### Your task
Turn every line of the material below into a Markdown table with the columns "Row" and "Line." Number each row and skip any blank lines.

Entries shown start

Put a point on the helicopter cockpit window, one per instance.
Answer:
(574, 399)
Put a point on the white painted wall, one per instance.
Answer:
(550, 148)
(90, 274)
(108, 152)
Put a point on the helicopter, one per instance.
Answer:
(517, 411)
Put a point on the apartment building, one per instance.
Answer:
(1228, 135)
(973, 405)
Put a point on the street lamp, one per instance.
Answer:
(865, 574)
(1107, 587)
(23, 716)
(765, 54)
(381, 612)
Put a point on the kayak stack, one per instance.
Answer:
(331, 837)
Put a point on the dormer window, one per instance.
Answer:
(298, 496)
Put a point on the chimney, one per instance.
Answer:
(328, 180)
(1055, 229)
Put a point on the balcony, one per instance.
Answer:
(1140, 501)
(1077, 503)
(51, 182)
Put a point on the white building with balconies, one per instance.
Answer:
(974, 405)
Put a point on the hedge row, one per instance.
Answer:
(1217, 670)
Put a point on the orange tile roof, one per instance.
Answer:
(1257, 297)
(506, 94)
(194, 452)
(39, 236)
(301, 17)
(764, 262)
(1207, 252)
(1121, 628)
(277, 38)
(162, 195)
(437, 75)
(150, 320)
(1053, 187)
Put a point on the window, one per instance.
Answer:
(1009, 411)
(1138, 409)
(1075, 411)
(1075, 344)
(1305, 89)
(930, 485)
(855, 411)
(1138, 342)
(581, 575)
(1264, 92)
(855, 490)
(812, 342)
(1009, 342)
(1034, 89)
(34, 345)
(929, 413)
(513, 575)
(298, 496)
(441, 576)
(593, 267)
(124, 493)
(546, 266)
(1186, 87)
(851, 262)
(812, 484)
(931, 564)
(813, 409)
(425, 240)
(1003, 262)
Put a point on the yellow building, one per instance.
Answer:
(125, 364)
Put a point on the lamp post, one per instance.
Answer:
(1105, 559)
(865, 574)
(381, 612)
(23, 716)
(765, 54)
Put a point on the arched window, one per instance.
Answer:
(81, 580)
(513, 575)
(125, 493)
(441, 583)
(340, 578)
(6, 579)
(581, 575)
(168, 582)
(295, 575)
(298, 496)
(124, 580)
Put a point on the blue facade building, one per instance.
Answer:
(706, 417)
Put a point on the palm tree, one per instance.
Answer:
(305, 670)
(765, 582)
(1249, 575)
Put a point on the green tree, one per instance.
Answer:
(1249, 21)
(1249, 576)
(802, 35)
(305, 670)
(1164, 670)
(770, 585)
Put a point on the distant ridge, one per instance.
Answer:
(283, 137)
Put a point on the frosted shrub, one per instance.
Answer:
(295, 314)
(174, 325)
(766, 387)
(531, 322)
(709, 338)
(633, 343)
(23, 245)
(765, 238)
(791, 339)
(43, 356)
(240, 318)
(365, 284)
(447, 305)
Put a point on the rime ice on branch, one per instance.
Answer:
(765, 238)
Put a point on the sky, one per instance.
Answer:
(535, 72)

Entries shown end

### Finished task
| Row | Line |
|---|---|
| 1 | Put a point on the helicopter cockpit window, one per instance. |
| 2 | Answer: |
| 3 | (574, 399) |
| 4 | Put a point on the white painted wall, one per instance. |
| 5 | Answer: |
| 6 | (550, 148) |
| 7 | (90, 274) |
| 8 | (108, 152) |
| 9 | Put a point on the helicopter, one per instance. |
| 10 | Answer: |
| 11 | (517, 411) |
| 12 | Put a point on the apartment building, one per instance. |
| 13 | Answer: |
| 14 | (1228, 135) |
| 15 | (973, 405) |
| 16 | Put a point on the street lamp, one per instance. |
| 17 | Answer: |
| 18 | (865, 574) |
| 19 | (1107, 587) |
| 20 | (23, 716) |
| 21 | (765, 54) |
| 22 | (381, 612) |
| 23 | Put a point on the kayak stack, one per instance. |
| 24 | Answer: |
| 25 | (331, 837) |
| 26 | Put a point on the dormer window, one per instance. |
| 27 | Answer: |
| 28 | (298, 496) |
| 29 | Put a point on the chimney, one per instance. |
| 30 | Answer: |
| 31 | (328, 180) |
| 32 | (1055, 229) |
| 33 | Put a point on the balcony, one per instance. |
| 34 | Answer: |
| 35 | (1140, 501) |
| 36 | (1077, 503) |
| 37 | (51, 182) |
| 38 | Put a point on the white building with balconies, one per instance. |
| 39 | Answer: |
| 40 | (974, 405) |
| 41 | Put a point on the hedge row, one per instance. |
| 42 | Answer: |
| 43 | (1217, 670) |
| 44 | Put a point on the orange tile roof, one per instance. |
| 45 | Answer: |
| 46 | (1257, 297) |
| 47 | (506, 94) |
| 48 | (194, 452) |
| 49 | (39, 236) |
| 50 | (301, 17) |
| 51 | (764, 262) |
| 52 | (1207, 252) |
| 53 | (1121, 628) |
| 54 | (277, 38) |
| 55 | (162, 195) |
| 56 | (437, 75) |
| 57 | (150, 320) |
| 58 | (1053, 187) |
| 59 | Put a point on the window, one per instance. |
| 60 | Answer: |
| 61 | (1009, 411) |
| 62 | (1138, 409) |
| 63 | (1075, 411) |
| 64 | (1075, 344) |
| 65 | (1305, 89) |
| 66 | (930, 485) |
| 67 | (855, 411) |
| 68 | (1138, 342) |
| 69 | (581, 575) |
| 70 | (1264, 92) |
| 71 | (855, 490) |
| 72 | (812, 342) |
| 73 | (1009, 342) |
| 74 | (1034, 89) |
| 75 | (34, 345) |
| 76 | (929, 413) |
| 77 | (513, 575) |
| 78 | (298, 496) |
| 79 | (441, 576) |
| 80 | (593, 267) |
| 81 | (124, 493) |
| 82 | (546, 266) |
| 83 | (1186, 87) |
| 84 | (851, 262) |
| 85 | (812, 484) |
| 86 | (931, 564) |
| 87 | (813, 409) |
| 88 | (425, 240) |
| 89 | (1003, 262) |
| 90 | Put a point on the yellow building, one per instance. |
| 91 | Answer: |
| 92 | (125, 364) |
| 93 | Put a point on the lamp post, one per instance. |
| 94 | Answer: |
| 95 | (1105, 559) |
| 96 | (865, 574) |
| 97 | (381, 612) |
| 98 | (23, 716) |
| 99 | (765, 54) |
| 100 | Put a point on the arched window, one per instance. |
| 101 | Answer: |
| 102 | (81, 580) |
| 103 | (513, 575) |
| 104 | (125, 493) |
| 105 | (441, 583) |
| 106 | (340, 578) |
| 107 | (6, 579) |
| 108 | (581, 575) |
| 109 | (168, 582) |
| 110 | (295, 575) |
| 111 | (298, 496) |
| 112 | (124, 580) |
| 113 | Put a point on the blue facade building, one per instance. |
| 114 | Answer: |
| 115 | (706, 417) |
| 116 | Put a point on the palm tree, one per instance. |
| 117 | Answer: |
| 118 | (305, 670) |
| 119 | (765, 582) |
| 120 | (1249, 575) |
| 121 | Put a point on the green tree, one per instance. |
| 122 | Answer: |
| 123 | (1249, 21) |
| 124 | (1249, 576) |
| 125 | (802, 35) |
| 126 | (305, 670) |
| 127 | (1164, 670) |
| 128 | (770, 585) |
| 129 | Put a point on the distant ridge, one per instance. |
| 130 | Answer: |
| 131 | (283, 137) |
| 132 | Put a point on the frosted shrub, one per instance. |
| 133 | Answer: |
| 134 | (295, 314) |
| 135 | (174, 325) |
| 136 | (766, 387) |
| 137 | (531, 322) |
| 138 | (709, 338) |
| 139 | (633, 343) |
| 140 | (23, 245) |
| 141 | (765, 238) |
| 142 | (791, 339) |
| 143 | (43, 356) |
| 144 | (240, 318) |
| 145 | (365, 284) |
| 146 | (447, 305) |
| 147 | Put a point on the rime ice on branch, one per instance. |
| 148 | Answer: |
| 149 | (765, 238) |
| 150 | Put a point on the sky, one per instance. |
| 151 | Answer: |
| 152 | (535, 72) |